··· INPUT MATERIAL
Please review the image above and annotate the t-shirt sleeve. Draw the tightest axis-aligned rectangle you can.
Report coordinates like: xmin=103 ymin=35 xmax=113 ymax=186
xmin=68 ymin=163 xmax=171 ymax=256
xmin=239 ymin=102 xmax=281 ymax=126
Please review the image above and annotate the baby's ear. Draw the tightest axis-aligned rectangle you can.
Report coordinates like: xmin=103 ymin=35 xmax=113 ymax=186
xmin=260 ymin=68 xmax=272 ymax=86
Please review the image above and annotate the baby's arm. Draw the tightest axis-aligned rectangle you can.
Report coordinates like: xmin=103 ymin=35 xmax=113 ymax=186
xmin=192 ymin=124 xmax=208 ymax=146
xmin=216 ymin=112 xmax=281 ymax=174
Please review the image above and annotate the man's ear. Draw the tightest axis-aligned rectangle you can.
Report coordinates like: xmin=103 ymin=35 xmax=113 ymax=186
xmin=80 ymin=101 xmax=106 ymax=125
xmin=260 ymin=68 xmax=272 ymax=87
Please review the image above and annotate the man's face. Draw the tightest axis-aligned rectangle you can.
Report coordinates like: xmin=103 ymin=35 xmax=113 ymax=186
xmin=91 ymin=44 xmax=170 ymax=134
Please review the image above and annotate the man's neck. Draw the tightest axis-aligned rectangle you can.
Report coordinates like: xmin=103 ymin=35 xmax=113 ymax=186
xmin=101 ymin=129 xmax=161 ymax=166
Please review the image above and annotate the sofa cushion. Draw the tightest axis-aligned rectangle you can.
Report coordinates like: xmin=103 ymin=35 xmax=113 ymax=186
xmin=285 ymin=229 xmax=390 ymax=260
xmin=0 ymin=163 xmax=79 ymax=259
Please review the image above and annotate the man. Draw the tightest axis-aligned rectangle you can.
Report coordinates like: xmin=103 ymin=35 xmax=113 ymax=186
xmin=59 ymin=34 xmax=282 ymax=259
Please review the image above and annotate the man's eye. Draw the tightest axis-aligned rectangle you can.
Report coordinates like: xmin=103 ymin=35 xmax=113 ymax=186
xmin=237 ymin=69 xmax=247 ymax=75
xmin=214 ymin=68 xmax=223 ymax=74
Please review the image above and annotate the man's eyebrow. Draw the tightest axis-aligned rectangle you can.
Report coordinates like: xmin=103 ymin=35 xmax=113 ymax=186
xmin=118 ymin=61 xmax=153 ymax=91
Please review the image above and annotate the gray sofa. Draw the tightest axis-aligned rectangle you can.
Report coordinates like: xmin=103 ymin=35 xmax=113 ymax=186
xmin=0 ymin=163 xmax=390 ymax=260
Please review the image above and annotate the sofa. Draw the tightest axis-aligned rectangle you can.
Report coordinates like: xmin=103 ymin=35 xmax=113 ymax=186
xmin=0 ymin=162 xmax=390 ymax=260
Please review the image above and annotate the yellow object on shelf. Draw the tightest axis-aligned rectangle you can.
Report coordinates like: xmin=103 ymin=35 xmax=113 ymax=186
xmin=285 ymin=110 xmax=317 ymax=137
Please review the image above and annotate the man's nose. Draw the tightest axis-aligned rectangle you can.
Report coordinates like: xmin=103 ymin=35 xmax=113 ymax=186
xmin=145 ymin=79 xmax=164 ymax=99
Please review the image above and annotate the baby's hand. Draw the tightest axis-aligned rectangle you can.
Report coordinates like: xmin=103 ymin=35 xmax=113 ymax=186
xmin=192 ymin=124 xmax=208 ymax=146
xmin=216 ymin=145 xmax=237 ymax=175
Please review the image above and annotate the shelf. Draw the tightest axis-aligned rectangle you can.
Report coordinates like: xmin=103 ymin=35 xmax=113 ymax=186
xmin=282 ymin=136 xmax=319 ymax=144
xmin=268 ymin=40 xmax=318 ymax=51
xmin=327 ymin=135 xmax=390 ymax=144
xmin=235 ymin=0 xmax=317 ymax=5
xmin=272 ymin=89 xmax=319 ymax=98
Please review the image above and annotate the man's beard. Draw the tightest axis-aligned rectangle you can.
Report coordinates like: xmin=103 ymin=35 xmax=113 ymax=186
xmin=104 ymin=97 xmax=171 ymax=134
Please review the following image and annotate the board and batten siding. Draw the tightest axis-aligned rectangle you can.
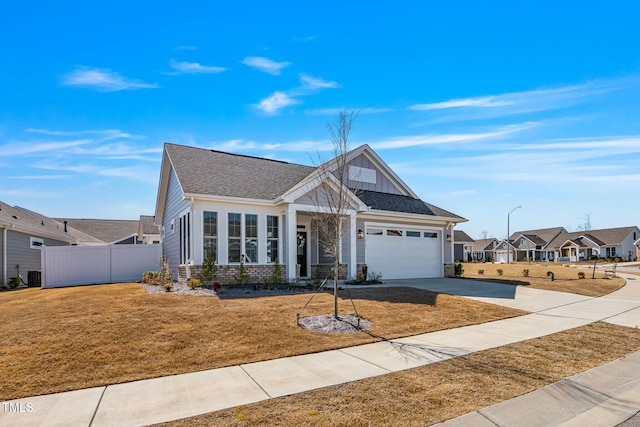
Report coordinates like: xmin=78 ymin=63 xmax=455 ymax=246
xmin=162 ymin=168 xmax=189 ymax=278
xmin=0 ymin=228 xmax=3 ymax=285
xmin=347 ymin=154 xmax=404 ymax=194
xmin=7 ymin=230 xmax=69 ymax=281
······
* **STATED TASK**
Reproduce the lines of the data above verbatim, starting at the line that contains "Please review the image above and annotate the baby's arm." and ending at the line that contains "xmin=216 ymin=112 xmax=281 ymax=174". Include both of those lines.

* **TASK RESULT**
Please review the image above and annotate the baby's arm. Draw the tightest axis-aligned rectangle you can.
Report coordinates like: xmin=103 ymin=35 xmax=113 ymax=186
xmin=192 ymin=124 xmax=208 ymax=146
xmin=216 ymin=112 xmax=281 ymax=174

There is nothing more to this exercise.